» **ASSIGNED TASK**:
The listing needs restating word for word.

» **AVAILABLE DATA**:
===

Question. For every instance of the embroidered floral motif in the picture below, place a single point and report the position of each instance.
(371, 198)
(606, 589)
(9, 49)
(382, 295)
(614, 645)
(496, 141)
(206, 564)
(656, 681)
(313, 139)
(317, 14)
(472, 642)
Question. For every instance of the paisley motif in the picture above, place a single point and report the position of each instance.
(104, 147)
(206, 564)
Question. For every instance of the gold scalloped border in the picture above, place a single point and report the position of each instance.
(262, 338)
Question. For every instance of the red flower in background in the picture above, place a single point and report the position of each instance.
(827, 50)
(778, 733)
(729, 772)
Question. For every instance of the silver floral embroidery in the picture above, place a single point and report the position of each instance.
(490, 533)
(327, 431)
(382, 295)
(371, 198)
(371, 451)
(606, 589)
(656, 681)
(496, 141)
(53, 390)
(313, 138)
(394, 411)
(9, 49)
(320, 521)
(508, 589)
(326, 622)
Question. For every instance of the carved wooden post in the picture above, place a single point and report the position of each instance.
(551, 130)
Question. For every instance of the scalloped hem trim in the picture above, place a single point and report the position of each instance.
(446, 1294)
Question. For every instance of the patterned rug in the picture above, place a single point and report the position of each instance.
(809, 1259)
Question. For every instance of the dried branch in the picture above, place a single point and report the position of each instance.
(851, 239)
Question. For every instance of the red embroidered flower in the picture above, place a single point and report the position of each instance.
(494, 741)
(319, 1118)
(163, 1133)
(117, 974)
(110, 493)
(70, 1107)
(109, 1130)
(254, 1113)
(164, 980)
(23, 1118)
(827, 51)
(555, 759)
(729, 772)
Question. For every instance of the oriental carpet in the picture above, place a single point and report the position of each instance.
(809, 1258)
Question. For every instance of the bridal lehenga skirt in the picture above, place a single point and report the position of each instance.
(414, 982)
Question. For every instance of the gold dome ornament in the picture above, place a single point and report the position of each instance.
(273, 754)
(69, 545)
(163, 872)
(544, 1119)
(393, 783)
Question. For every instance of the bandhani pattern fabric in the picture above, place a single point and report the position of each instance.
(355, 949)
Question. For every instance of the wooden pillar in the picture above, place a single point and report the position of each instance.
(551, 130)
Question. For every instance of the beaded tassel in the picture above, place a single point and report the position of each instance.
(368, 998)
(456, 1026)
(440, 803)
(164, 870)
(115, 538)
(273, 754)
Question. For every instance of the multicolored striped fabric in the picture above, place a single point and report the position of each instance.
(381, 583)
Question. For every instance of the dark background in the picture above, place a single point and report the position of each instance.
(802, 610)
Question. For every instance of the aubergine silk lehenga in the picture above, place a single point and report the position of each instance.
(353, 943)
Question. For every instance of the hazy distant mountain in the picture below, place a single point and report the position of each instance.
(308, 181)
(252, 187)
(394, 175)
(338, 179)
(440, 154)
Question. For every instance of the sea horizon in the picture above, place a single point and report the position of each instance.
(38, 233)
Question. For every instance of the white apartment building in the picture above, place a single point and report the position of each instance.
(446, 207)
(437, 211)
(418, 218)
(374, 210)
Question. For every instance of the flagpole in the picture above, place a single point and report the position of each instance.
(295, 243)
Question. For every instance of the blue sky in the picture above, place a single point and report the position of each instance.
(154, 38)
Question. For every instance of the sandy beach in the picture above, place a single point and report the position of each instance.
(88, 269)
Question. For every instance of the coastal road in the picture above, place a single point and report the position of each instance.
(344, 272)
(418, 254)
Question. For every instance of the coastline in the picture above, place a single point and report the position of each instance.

===

» **ANSWER TO THE EXERCISE**:
Question. For every instance of the embroidered floral motif in the picture below, place a single point and report the position of each instance.
(371, 198)
(606, 589)
(9, 49)
(382, 295)
(614, 645)
(496, 141)
(206, 564)
(656, 681)
(313, 139)
(317, 14)
(472, 642)
Question. For every instance of the paisley motif in the picture above, place a single point and report the position of each instance.
(104, 147)
(206, 564)
Question. For every instance of the gold scalloped border in the picture above, place a single point and report the position of each instance.
(262, 338)
Question. For every instance of the red flower in background in the picture above, place a single point and report the position of each instance.
(827, 50)
(778, 733)
(729, 772)
Question. For every instance of the silver floral embroidery in the picture above, place a single point and report the position of each instance.
(490, 533)
(327, 431)
(382, 295)
(371, 198)
(371, 451)
(606, 589)
(656, 681)
(496, 141)
(53, 390)
(313, 138)
(394, 411)
(9, 49)
(320, 521)
(508, 589)
(326, 622)
Question. For every instance of the carved wooden post in the picture above, place a single point and report the position of each instance.
(551, 130)
Question. For every instance of the scalloped hem trim in the picture above, place a single point and report the position of each instance.
(446, 1294)
Question. For every instance of the patterned rug in the picture above, place a single point and report the position of each instance.
(809, 1259)
Question. For every instance of the dried branch in the picture above, place a single point and report the position of each instance.
(851, 239)
Question. For every instance of the red embroidered flower in the picture above, place a single point and report the position of each instance.
(494, 741)
(319, 1118)
(163, 1133)
(117, 974)
(110, 493)
(70, 1107)
(109, 1130)
(254, 1113)
(164, 980)
(23, 1118)
(827, 51)
(555, 759)
(729, 772)
Question. For every instance of the oriental carpet in the picture above, place a single point and report the position of each instance.
(809, 1258)
Question. For every instance of the bridal lehenga skirt in the picture above, place a single point and report the position of each instance.
(414, 982)
Question. For every instance of the gold dome ornament in the picture above, place a single point and report the position of each instance.
(273, 754)
(69, 545)
(163, 872)
(544, 1119)
(393, 783)
Question. For every instance of the bandhani pattern fabric in the picture above, place a single point and report the position of each instance.
(355, 949)
Question. For every instance of the wooden pillar in the picture above, place a single point and report the position of each instance.
(551, 130)
Question. For every instance of the beaded tassel in the picture above, place a single point and report the position of each instance.
(368, 998)
(456, 1026)
(440, 803)
(164, 870)
(115, 538)
(273, 754)
Question. For every instance of the multicolored striped fabric in the picture above, place a single point and report the position of each instance.
(381, 583)
Question. For every instance of the dark background in the picture above, place a single point and report the position of each instance.
(802, 610)
Question. For every instance of the aubergine silk lehenga in the picture above, place a single point and report the position of each instance.
(353, 943)
Question. For every instance of the hazy distant mountain in the picture below, place a single point and report the position of each instance.
(308, 181)
(252, 187)
(394, 175)
(338, 179)
(440, 154)
Question. For every instance of the sea horizon in the picture above, place a single point and report the position of each instance.
(38, 233)
Question. For every instance of the white apartment building in the picture above, place a single point and report the position of each instance.
(446, 207)
(437, 211)
(418, 218)
(374, 210)
Question. For every instance of the flagpole in the picture above, place a single point and report the position of each instance.
(295, 243)
Question. For every instance of the blue sky in the picture above, place a single point and report the position of each instance.
(154, 38)
Question. For every instance of the sandy beach in the picture above, place a single point and report the position of each instance.
(88, 269)
Question. For every instance of the coastal road in the picture above, place a single point and report the position of each instance.
(344, 272)
(418, 254)
Question. For every instance of the coastline in the picture above, place a single point and report the position of each instance.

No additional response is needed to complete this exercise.